* _Exercise_
Only one portion of the data is to be written out: from the line bearing "positive clicks: (48, 421) (49, 428)" through the line bearing "positive clicks: (104, 323)". Write it exactly as it appears.

*** Recorded information ***

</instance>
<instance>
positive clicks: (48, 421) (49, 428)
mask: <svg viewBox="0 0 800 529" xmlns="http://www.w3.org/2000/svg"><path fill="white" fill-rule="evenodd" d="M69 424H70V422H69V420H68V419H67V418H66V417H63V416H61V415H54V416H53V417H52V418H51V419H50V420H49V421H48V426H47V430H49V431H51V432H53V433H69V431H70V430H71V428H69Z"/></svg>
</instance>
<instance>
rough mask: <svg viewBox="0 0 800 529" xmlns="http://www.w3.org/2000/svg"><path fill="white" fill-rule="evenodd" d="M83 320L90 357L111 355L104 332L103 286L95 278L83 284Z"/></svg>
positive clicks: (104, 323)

***
*** Recorded information ***

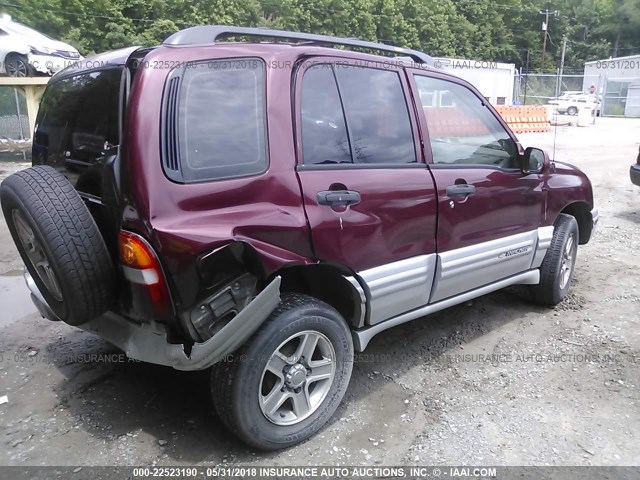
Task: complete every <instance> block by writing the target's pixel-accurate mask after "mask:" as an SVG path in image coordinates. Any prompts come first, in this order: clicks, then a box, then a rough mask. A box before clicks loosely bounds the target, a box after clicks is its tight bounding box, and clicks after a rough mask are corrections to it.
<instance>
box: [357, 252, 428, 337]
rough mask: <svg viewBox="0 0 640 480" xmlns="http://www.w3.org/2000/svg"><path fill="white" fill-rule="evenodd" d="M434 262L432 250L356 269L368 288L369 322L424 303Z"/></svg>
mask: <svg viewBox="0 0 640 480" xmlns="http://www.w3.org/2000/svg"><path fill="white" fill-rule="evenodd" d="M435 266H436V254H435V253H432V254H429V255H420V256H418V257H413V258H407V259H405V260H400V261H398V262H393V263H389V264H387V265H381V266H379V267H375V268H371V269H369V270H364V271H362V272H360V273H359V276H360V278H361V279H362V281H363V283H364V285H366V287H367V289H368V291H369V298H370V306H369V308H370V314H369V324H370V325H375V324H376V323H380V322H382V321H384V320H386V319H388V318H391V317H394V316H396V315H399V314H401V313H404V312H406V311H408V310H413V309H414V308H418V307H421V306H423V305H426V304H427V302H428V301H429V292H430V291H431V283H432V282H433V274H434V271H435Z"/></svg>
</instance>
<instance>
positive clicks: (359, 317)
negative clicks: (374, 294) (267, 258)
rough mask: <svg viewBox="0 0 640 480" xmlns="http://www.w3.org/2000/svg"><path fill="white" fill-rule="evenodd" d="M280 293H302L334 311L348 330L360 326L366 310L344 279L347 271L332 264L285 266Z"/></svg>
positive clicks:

***

* _Answer to this exercise_
positive clicks: (48, 421) (49, 428)
mask: <svg viewBox="0 0 800 529" xmlns="http://www.w3.org/2000/svg"><path fill="white" fill-rule="evenodd" d="M69 424H70V422H69V420H68V419H67V418H66V417H63V416H61V415H54V416H53V417H52V418H51V419H50V420H49V421H48V426H47V430H49V431H51V432H53V433H69V431H70V430H71V428H69Z"/></svg>
</instance>
<instance>
rough mask: <svg viewBox="0 0 800 529" xmlns="http://www.w3.org/2000/svg"><path fill="white" fill-rule="evenodd" d="M83 320L90 357L111 355L104 332L103 286L95 278L83 284Z"/></svg>
positive clicks: (104, 323)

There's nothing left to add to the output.